__Tasks for this exercise__:
A. Please copy the R data reshaping thread word for word.
B. Rewrite the data records below, changing each "segmenter" to "annotator" and leaving everything else as it is.

__Extract to read__:
-1

I'm a new R user I'm more used to SAS.

I have a dataset so:

 test| tester |obs1| obs2
  test1|1     | Y   |Y
  test1|2     |Y    |N
  test2 |1    |Y    |Y
  test2 |2    | Y   |Y
  test3 |2     |N   |N

I want to 1) only keep tests where both testers took a test and 2) transform the data so it looks like this:

 test|  obs1_tester1 | obs1_tester_2| obs2_tester1 | obs2_tester2
 test1|    Y          | Y            | Y            | N
 test2|   Y           | Y            |Y             |Y
 test4.....

I know that in SAS I could make a variable that counted the number of times each test was taken then delete any observation where the maximum number of times the test was taken was less than 2. Then use the transpose function to easily transpose the data set.

I don't really understand how to do this in R. Can someone point me in the right direction?

Rich Scriven
  • 97,041
  • 11
  • 181
  • 245
Jacob Ian
  • 669
  • 3
  • 9
  • 17
  • Is it based on the 'Y' in both 'obs1' and 'obs2'? For the second row, 'obs2' is 'N' for test1. – akrun Sep 11 '16 at 16:09
  • Y is just Yes or No so the transpose is based on the tester. so each test has 1 row and the difference between testers is in the column names – Jacob Ian Sep 11 '16 at 16:16

1 Answers1

0

We can gather the data to 'long' format, after grouping by 'test', 'tester', filter only the groups that have any "Y" in the 'Val' column, ungroup, mutate the 'tester' by pasteing the prefix 'tester' (if needed), unite the columns ('Var', 'tester') to a single column ('varTest') and spread to 'wide' format.

library(tidyr)
library(dplyr)
gather(df1, Var, Val, obs1:obs2) %>%
        group_by(test, tester) %>% 
        filter(any(Val=="Y")) %>% 
        ungroup() %>%
        mutate(tester = paste0("tester", tester)) %>% 
        unite(VarTest, Var, tester) %>% 
        spread(VarTest, Val)

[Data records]
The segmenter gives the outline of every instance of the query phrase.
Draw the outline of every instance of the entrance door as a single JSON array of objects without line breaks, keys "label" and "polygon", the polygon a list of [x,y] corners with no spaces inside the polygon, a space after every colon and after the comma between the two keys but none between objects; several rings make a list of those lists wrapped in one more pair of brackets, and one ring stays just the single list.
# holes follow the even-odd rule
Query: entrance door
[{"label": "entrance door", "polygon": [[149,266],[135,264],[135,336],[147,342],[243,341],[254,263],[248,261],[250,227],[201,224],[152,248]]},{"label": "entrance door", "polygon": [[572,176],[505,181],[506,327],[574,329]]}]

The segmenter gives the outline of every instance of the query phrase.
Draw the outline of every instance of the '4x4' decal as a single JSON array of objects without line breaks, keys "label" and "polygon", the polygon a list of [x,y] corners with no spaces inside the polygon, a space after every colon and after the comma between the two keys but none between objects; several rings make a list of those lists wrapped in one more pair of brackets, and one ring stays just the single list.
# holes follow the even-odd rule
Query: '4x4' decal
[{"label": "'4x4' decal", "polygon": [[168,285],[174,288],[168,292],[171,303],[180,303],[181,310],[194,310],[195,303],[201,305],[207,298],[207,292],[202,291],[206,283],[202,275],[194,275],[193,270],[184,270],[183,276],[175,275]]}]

__Answers given__:
A.
-1

I'm a new R user I'm more used to SAS.

I have a dataset so:

 test| tester |obs1| obs2
  test1|1     | Y   |Y
  test1|2     |Y    |N
  test2 |1    |Y    |Y
  test2 |2    | Y   |Y
  test3 |2     |N   |N

I want to 1) only keep tests where both testers took a test and 2) transform the data so it looks like this:

 test|  obs1_tester1 | obs1_tester_2| obs2_tester1 | obs2_tester2
 test1|    Y          | Y            | Y            | N
 test2|   Y           | Y            |Y             |Y
 test4.....

I know that in SAS I could make a variable that counted the number of times each test was taken then delete any observation where the maximum number of times the test was taken was less than 2. Then use the transpose function to easily transpose the data set.

I don't really understand how to do this in R. Can someone point me in the right direction?

Rich Scriven
  • 97,041
  • 11
  • 181
  • 245
Jacob Ian
  • 669
  • 3
  • 9
  • 17
  • Is it based on the 'Y' in both 'obs1' and 'obs2'? For the second row, 'obs2' is 'N' for test1. – akrun Sep 11 '16 at 16:09
  • Y is just Yes or No so the transpose is based on the tester. so each test has 1 row and the difference between testers is in the column names – Jacob Ian Sep 11 '16 at 16:16

1 Answers1

0

We can gather the data to 'long' format, after grouping by 'test', 'tester', filter only the groups that have any "Y" in the 'Val' column, ungroup, mutate the 'tester' by pasteing the prefix 'tester' (if needed), unite the columns ('Var', 'tester') to a single column ('varTest') and spread to 'wide' format.

library(tidyr)
library(dplyr)
gather(df1, Var, Val, obs1:obs2) %>%
        group_by(test, tester) %>% 
        filter(any(Val=="Y")) %>% 
        ungroup() %>%
        mutate(tester = paste0("tester", tester)) %>% 
        unite(VarTest, Var, tester) %>% 
        spread(VarTest, Val)

B.
The annotator gives the outline of every instance of the query phrase.
Draw the outline of every instance of the entrance door as a single JSON array of objects without line breaks, keys "label" and "polygon", the polygon a list of [x,y] corners with no spaces inside the polygon, a space after every colon and after the comma between the two keys but none between objects; several rings make a list of those lists wrapped in one more pair of brackets, and one ring stays just the single list.
# holes follow the even-odd rule
Query: entrance door
[{"label": "entrance door", "polygon": [[149,266],[135,264],[135,336],[147,342],[243,341],[254,263],[248,261],[250,227],[201,224],[152,248]]},{"label": "entrance door", "polygon": [[572,176],[505,181],[506,327],[574,329]]}]

The annotator gives the outline of every instance of the query phrase.
Draw the outline of every instance of the '4x4' decal as a single JSON array of objects without line breaks, keys "label" and "polygon", the polygon a list of [x,y] corners with no spaces inside the polygon, a space after every colon and after the comma between the two keys but none between objects; several rings make a list of those lists wrapped in one more pair of brackets, and one ring stays just the single list.
# holes follow the even-odd rule
Query: '4x4' decal
[{"label": "'4x4' decal", "polygon": [[168,285],[174,288],[168,292],[171,303],[180,303],[181,310],[194,310],[195,303],[201,305],[207,298],[207,292],[202,291],[206,283],[202,275],[194,275],[193,270],[184,270],[183,276],[175,275]]}]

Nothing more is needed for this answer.